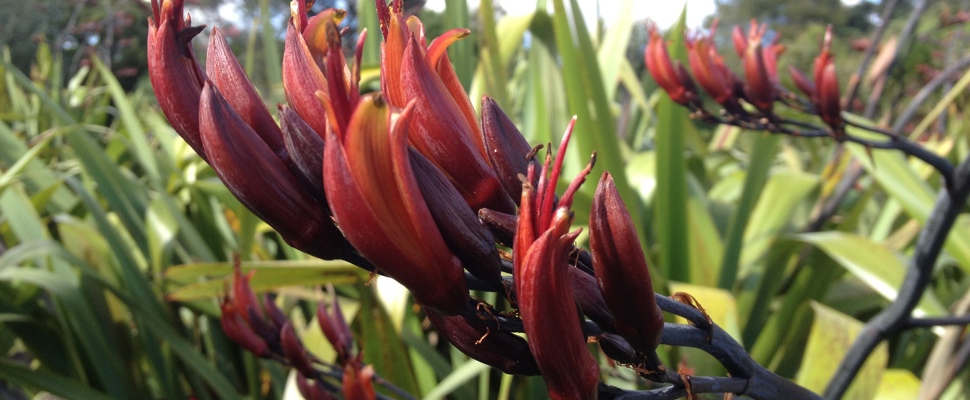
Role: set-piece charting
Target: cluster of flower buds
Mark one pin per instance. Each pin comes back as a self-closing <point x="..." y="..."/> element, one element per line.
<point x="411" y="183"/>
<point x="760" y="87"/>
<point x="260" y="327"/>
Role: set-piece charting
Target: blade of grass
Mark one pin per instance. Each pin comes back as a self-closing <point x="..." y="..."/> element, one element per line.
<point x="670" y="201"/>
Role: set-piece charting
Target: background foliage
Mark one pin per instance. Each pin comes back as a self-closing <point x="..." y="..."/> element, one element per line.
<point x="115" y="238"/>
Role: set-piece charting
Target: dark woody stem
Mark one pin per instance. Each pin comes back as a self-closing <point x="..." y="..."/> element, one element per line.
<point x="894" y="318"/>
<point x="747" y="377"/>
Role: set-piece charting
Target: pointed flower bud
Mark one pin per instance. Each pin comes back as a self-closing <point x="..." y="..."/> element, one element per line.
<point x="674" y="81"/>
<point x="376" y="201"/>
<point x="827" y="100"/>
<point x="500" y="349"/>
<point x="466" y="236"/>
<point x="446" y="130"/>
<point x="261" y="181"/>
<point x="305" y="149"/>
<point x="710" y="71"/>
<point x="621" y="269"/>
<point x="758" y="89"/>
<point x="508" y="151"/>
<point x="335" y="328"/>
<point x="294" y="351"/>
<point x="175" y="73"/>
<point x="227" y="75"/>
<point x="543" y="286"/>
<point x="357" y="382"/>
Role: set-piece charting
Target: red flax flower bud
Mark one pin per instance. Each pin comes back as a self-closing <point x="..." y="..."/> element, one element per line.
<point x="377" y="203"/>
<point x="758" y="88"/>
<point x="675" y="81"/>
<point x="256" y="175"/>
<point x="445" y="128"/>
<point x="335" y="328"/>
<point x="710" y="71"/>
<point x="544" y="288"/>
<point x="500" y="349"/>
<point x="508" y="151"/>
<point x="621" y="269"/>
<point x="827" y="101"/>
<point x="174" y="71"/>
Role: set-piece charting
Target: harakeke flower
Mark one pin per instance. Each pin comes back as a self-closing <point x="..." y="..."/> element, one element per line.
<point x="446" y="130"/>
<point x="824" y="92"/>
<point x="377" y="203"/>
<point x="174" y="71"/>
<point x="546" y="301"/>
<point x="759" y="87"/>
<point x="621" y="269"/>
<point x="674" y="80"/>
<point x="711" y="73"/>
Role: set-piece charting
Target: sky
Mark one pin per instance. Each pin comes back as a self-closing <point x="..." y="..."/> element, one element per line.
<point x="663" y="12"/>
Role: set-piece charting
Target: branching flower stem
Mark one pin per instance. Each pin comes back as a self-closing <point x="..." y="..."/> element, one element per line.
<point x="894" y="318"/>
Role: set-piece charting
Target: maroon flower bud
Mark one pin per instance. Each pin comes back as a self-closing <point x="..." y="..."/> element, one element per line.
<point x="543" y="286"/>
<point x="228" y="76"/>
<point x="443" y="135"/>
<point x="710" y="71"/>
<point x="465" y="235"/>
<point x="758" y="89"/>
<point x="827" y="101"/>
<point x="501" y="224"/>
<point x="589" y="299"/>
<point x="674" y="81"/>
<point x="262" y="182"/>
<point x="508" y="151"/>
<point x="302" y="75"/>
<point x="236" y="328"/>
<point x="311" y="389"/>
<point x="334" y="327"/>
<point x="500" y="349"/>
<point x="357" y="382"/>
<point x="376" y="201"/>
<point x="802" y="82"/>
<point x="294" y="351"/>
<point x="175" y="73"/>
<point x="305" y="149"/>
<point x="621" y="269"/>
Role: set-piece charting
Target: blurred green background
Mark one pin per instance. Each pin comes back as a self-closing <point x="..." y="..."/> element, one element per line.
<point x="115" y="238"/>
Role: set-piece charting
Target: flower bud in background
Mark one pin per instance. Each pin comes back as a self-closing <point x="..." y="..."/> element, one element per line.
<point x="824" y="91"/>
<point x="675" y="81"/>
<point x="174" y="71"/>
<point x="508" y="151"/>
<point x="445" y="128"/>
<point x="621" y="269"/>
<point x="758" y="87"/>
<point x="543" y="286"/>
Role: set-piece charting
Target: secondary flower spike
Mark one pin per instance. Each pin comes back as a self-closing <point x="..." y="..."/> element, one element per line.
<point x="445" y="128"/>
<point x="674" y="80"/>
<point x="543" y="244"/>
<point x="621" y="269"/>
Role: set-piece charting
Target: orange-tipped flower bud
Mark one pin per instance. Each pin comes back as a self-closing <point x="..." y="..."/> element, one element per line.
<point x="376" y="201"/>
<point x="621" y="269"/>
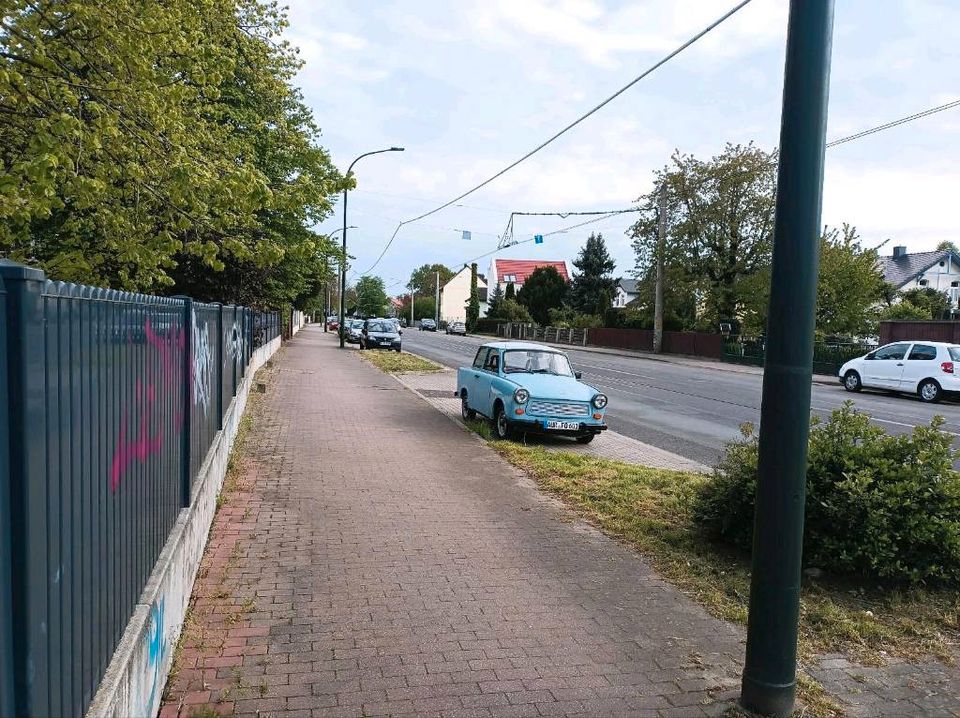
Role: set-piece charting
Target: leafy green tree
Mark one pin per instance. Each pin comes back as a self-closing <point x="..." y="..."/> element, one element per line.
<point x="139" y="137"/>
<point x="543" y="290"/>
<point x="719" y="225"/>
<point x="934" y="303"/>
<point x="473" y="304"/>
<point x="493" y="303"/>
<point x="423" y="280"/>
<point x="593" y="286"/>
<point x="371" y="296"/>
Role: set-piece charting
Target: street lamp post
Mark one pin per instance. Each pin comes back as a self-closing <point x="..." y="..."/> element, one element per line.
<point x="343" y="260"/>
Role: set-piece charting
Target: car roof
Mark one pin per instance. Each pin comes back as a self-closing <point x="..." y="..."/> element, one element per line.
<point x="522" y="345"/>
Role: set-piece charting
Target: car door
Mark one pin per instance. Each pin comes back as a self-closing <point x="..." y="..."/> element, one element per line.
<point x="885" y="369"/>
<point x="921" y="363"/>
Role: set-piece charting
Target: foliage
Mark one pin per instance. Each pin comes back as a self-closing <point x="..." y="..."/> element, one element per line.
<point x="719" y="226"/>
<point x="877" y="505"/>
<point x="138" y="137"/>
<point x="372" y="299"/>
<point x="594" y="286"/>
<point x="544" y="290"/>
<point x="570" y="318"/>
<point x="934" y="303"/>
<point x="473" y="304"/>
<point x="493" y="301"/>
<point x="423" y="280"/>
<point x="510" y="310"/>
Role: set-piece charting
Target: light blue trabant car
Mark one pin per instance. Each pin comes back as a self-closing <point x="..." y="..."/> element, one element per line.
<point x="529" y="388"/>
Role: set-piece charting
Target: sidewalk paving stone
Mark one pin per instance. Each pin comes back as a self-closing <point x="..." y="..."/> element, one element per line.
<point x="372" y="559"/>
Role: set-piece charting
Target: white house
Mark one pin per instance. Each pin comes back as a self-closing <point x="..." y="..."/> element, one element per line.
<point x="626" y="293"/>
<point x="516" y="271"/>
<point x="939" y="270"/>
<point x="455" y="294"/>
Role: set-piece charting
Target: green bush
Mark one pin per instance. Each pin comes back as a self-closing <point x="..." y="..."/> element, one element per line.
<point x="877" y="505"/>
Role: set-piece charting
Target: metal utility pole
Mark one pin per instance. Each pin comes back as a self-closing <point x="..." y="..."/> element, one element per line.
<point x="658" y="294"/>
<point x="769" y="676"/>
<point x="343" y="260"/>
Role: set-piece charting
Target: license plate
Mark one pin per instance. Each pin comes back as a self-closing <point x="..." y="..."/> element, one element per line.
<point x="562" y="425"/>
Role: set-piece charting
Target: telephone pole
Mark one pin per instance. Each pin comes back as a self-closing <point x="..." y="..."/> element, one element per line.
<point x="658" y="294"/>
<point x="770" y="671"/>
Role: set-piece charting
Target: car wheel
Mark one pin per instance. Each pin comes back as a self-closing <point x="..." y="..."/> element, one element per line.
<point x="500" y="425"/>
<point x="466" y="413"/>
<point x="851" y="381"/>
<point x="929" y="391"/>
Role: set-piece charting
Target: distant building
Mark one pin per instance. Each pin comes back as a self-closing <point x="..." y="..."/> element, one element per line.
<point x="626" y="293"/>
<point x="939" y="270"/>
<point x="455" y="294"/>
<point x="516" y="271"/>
◇ ◇ ◇ ◇ ◇
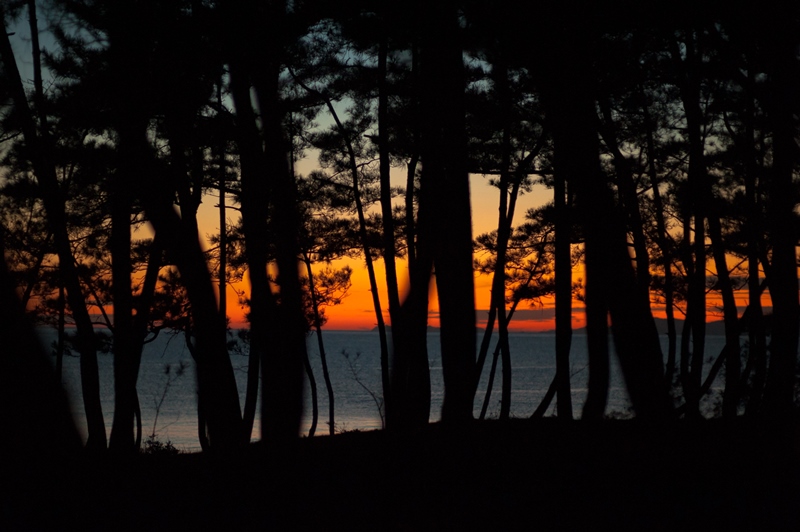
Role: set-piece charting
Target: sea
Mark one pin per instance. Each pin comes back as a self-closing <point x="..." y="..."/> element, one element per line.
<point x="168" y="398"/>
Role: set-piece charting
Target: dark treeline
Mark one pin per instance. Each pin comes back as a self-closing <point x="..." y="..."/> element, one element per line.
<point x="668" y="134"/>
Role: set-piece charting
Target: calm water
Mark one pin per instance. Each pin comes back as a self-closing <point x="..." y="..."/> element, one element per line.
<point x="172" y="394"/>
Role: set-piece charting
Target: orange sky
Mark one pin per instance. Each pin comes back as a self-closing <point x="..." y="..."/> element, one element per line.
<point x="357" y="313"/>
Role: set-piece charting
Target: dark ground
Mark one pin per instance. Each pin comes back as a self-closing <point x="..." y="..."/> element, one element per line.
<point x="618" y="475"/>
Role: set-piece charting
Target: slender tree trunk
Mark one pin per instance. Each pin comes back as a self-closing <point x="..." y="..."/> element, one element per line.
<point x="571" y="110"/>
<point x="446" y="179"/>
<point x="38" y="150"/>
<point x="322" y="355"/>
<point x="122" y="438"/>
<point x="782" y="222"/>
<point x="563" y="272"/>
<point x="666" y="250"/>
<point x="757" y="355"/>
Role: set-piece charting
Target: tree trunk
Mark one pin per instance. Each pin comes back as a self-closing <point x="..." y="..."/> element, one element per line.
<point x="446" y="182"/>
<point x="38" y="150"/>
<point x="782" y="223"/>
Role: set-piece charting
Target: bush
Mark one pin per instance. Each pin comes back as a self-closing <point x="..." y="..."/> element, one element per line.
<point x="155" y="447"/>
◇ ◇ ◇ ◇ ◇
• **PROBLEM**
Among the lines of the records above, count those holding the string "dark", and report only the number.

• **SOLUTION FOR THIS TASK**
3